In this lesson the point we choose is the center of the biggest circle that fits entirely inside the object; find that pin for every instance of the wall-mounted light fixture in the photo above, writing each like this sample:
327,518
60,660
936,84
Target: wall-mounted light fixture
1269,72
+++
◆ **WHAT IS BEING ASKED**
Write out all of the material above again, requests included, but shift each answer point by adding 116 to both of its coordinates. Leave the numbers in the requests and their samples as they are.

◆ **RESPONSE BELOW**
In this lesson the point we choose is the center of the biggest circle that fits entirely inside the object; find that pin for every instance of the wall-mounted light fixture in the photo above, writing each like this sample:
327,518
60,660
936,84
Target: wall-mounted light fixture
1385,188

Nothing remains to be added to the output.